▶ _REQUEST A_
Reproduce the energy and air quality project text below, copying everything from "1. Introduction" down to "and air quality." without any change.
▶ _REQUEST B_
According to the energy and air quality project text below, which organization supplied the dataset of energy consumption per capita by state?

>> Start TEXT BLOCK

1. Introduction  
In this project, we intend to assess the impact of energy consumption on air quality by state. Specifically, we used the total energy consumption by state and PM 2.5 as an indicator of air quality in each state in 2016. We collected data from different sources and imported cleaned data into our Air Quality Comparison database. Using SQL queries to extract data from the database, we analyzed and visualized results with Python matplotlib library and sklearn linear regression model to find if there is a correlation between energy consumption and air quality.  

2. Data Sources  
Air Quality ![csv%20air.JPG](attachment:csv%20air.JPG)
Energy Consumption per Capita ![csv%20energy.JPG](attachment:csv%20energy.JPG)
Population ![csv%20populatio.JPG](attachment:csv%20populatio.JPG)
State Table![csv%20state.JPG](attachment:csv%20state.JPG)
We have four datasets from four sources. The first dataset from the U.S. Energy Information Administration contains the energy consumption per capita by state in 2016. The second dataset provides the estimates of the population for every state in 2016. To obtain the total energy consumption by states, we multiply the energy consumption per capita and population estimation according to corresponding states and can obtain the estimates of total energy consumption by states in 2016. The third dataset from U.S. Environmental Protection Agency contains the emission records of several kinds of gases and particles of some cities in each state in 2016, and we choose to use the weighted average PM 2.5 to assess air quality. The fourth dataset contains current names, abbreviations, and region for states in the United States.

>> End TEXT BLOCK
>> Start DATA SUPPLIED

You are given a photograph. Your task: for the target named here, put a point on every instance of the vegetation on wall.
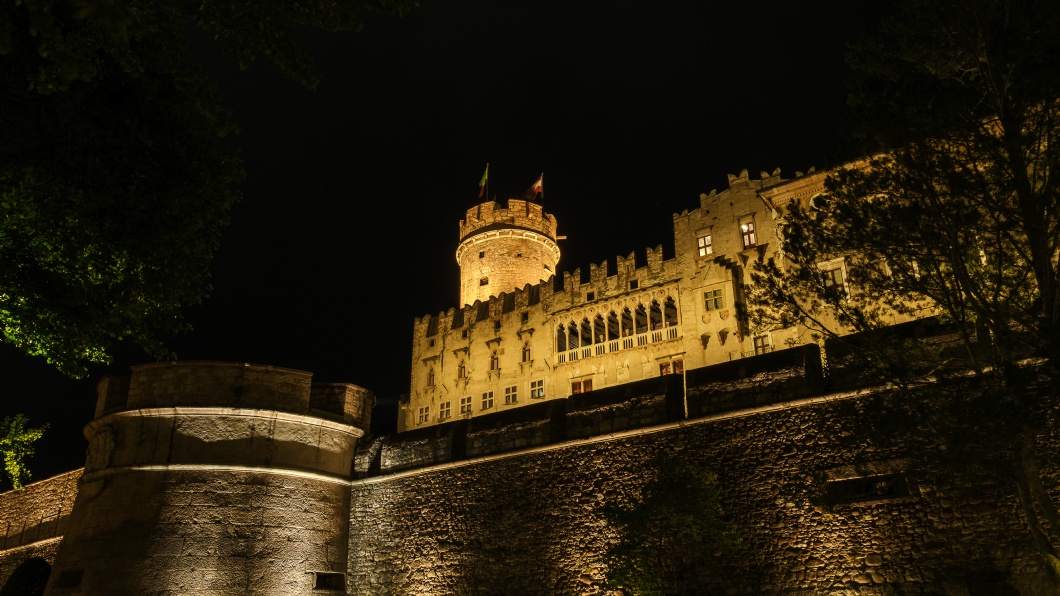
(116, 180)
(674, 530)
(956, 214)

>> End DATA SUPPLIED
>> Start DATA SUPPLIED

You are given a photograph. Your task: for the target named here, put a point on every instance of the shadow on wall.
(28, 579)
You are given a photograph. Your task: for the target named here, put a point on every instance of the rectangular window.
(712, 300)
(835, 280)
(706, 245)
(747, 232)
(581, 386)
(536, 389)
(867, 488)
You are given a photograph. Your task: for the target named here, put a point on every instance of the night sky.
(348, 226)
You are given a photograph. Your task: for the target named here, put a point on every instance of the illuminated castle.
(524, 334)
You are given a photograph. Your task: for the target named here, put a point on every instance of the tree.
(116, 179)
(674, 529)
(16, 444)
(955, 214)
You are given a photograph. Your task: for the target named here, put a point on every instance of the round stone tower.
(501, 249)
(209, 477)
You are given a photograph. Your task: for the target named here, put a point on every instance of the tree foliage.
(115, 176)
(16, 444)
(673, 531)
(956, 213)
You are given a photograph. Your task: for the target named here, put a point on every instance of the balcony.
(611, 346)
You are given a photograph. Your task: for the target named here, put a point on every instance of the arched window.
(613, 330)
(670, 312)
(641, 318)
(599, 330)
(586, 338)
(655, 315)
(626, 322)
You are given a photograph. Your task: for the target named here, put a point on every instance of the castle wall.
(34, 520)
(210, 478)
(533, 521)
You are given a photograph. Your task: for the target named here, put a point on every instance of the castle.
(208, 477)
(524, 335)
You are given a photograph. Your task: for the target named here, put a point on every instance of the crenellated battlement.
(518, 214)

>> End DATA SUPPLIED

▶ _EXPECTED ANSWER A_
1. Introduction  
In this project, we intend to assess the impact of energy consumption on air quality by state. Specifically, we used the total energy consumption by state and PM 2.5 as an indicator of air quality in each state in 2016. We collected data from different sources and imported cleaned data into our Air Quality Comparison database. Using SQL queries to extract data from the database, we analyzed and visualized results with Python matplotlib library and sklearn linear regression model to find if there is a correlation between energy consumption and air quality.

▶ _EXPECTED ANSWER B_
The U.S. Energy Information Administration.